Entries from a labeling collection:
* Start *

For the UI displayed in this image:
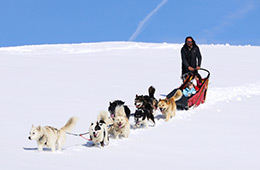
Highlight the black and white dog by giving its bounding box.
[135,86,158,113]
[108,100,131,119]
[134,107,155,128]
[89,120,109,147]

* End *

Problem details: Retype the text of the entries above word for word, without the picture.

Answer to the exercise:
For the UI displayed in this image:
Highlight the black and white dog by giving its bounding box.
[135,86,158,113]
[108,100,131,119]
[134,107,155,128]
[89,120,109,147]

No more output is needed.